What to work on
Copy all of the data below character for character, keeping every line in its original order.

Record list
-*-

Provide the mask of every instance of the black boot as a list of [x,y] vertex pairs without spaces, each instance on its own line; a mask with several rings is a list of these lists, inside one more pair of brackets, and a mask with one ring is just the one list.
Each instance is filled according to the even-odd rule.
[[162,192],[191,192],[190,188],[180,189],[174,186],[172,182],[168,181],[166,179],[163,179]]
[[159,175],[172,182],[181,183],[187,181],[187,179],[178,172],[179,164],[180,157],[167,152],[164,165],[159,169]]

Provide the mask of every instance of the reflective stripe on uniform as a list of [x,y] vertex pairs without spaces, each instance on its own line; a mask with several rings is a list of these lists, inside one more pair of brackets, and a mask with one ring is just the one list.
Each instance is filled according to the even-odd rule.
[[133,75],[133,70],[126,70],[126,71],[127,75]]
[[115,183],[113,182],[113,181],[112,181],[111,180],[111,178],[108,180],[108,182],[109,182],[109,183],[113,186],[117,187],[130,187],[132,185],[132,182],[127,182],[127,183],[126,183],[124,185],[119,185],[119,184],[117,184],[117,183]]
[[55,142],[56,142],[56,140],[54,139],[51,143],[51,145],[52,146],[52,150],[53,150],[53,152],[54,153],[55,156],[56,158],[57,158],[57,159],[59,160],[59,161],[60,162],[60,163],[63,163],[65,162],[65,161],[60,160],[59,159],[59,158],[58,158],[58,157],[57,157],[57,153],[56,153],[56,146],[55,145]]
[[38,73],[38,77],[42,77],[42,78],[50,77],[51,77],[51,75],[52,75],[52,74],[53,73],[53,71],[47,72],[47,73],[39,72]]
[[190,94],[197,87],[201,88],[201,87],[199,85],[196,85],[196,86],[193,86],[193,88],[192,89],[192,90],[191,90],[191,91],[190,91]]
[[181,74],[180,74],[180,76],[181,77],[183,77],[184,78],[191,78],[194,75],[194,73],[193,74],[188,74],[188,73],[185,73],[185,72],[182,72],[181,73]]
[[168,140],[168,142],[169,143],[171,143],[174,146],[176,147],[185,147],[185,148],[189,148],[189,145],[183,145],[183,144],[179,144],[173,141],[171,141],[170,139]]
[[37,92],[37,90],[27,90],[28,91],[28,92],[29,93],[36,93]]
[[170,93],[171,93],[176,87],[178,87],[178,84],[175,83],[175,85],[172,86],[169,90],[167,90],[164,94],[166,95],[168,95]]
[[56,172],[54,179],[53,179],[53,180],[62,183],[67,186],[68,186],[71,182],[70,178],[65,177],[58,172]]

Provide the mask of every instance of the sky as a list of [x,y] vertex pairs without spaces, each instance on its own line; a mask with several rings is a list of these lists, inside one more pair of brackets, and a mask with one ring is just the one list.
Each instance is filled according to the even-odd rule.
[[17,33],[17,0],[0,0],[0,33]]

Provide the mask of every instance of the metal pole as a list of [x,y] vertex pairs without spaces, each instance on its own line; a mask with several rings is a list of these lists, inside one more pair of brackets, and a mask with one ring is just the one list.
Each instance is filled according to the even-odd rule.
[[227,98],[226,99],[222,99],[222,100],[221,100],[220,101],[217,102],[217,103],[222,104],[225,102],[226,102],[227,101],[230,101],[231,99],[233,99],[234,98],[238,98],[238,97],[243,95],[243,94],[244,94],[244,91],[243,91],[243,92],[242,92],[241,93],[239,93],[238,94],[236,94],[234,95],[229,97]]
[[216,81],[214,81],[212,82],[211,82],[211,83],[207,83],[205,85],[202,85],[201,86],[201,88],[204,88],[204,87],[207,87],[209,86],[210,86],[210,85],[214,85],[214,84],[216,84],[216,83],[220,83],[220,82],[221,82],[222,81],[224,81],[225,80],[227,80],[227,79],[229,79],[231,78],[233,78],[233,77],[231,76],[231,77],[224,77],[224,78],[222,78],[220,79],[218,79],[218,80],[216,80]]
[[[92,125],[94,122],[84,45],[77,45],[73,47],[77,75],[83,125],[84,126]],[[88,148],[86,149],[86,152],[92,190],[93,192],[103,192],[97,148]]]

-*-

Written response
Provide the mask of every instance of the black boot as a list of [x,y] vertex pairs without spaces, each instance on its own line; a mask with several rings is a list of these lists, inside one more pair of brackets, and a mask with one ring is just the one list.
Each instance is filled according to the even-odd rule.
[[162,192],[191,192],[190,188],[180,189],[174,186],[172,182],[168,181],[166,179],[163,179]]
[[159,175],[172,182],[181,183],[187,181],[187,179],[178,172],[179,164],[180,157],[167,152],[164,165],[159,169]]

Provide the mask of every instance of the reflective stripe on uniform as a list of [x,y] vertex pairs without spaces, each instance on its own line; a mask with several rings is a list of these lists, inside one more pair of brackets, and a mask with one ring is just the one list.
Each instance is filled according to the even-odd rule.
[[133,75],[133,70],[126,70],[126,71],[127,75]]
[[115,183],[113,182],[113,181],[112,181],[111,180],[111,178],[108,180],[108,182],[109,182],[109,183],[113,186],[117,187],[130,187],[132,185],[132,182],[127,182],[127,183],[126,183],[124,185],[119,185],[119,184],[117,184],[117,183]]
[[55,142],[56,142],[56,140],[54,139],[51,143],[51,145],[52,146],[52,150],[53,150],[53,152],[54,153],[55,156],[56,158],[57,158],[57,159],[59,160],[59,161],[60,162],[60,163],[63,163],[65,162],[65,161],[60,160],[59,159],[59,158],[58,158],[58,157],[57,157],[57,153],[56,153],[56,146],[55,145]]
[[38,73],[38,77],[42,77],[42,78],[50,77],[51,77],[51,75],[52,75],[52,74],[53,73],[53,71],[47,72],[47,73],[39,72]]
[[190,94],[197,87],[201,88],[201,87],[199,85],[196,85],[196,86],[193,86],[193,88],[192,89],[192,90],[191,90],[191,91],[190,91]]
[[181,74],[180,74],[180,76],[181,77],[183,77],[184,78],[191,78],[194,75],[194,73],[193,74],[188,74],[188,73],[185,73],[185,72],[182,72],[181,73]]
[[168,140],[168,142],[169,143],[171,143],[174,146],[176,147],[185,147],[185,148],[189,148],[189,145],[183,145],[183,144],[179,144],[173,141],[171,141],[170,139]]
[[37,92],[37,90],[27,90],[28,91],[28,92],[29,93],[36,93]]
[[170,93],[171,93],[176,87],[178,87],[178,84],[175,83],[175,85],[172,86],[169,90],[167,90],[164,94],[166,95],[168,95]]
[[56,172],[54,179],[53,179],[53,180],[62,183],[67,186],[68,186],[71,182],[70,178],[65,177],[58,172]]

Provide the mask of every instance of the sky as a list of [x,y] vertex pairs without spaces, each instance on its own line; a mask with several rings is a list of these lists, inside one more pair of brackets, and a mask with one ring is just the one list.
Each instance is filled according to the even-odd rule.
[[17,33],[17,0],[0,0],[0,33]]

Provide the mask of every instance of the metal pole as a list of [x,y] vertex pairs without spaces, each instance on its own line; a mask with several rings is a list of these lists, inside one more pair of brackets, and a mask with one ring is just the one list.
Each instance is filled according to the even-odd rule.
[[227,98],[226,99],[222,99],[222,100],[221,100],[220,101],[217,102],[217,103],[222,104],[225,102],[226,102],[227,101],[230,101],[231,99],[233,99],[234,98],[238,98],[238,97],[243,95],[243,94],[244,94],[244,91],[243,91],[243,92],[242,92],[241,93],[239,93],[238,94],[236,94],[234,95],[229,97]]
[[216,81],[214,81],[212,82],[211,82],[211,83],[207,83],[205,85],[202,85],[201,86],[201,88],[204,88],[204,87],[207,87],[209,86],[210,86],[210,85],[214,85],[214,84],[216,84],[216,83],[220,83],[220,82],[221,82],[222,81],[224,81],[225,80],[227,80],[227,79],[229,79],[231,78],[233,78],[233,77],[231,76],[231,77],[224,77],[224,78],[222,78],[220,79],[218,79],[218,80],[216,80]]
[[[92,125],[94,122],[84,45],[77,45],[73,47],[77,75],[83,125],[84,126]],[[88,148],[86,149],[86,152],[92,190],[93,192],[103,192],[97,148]]]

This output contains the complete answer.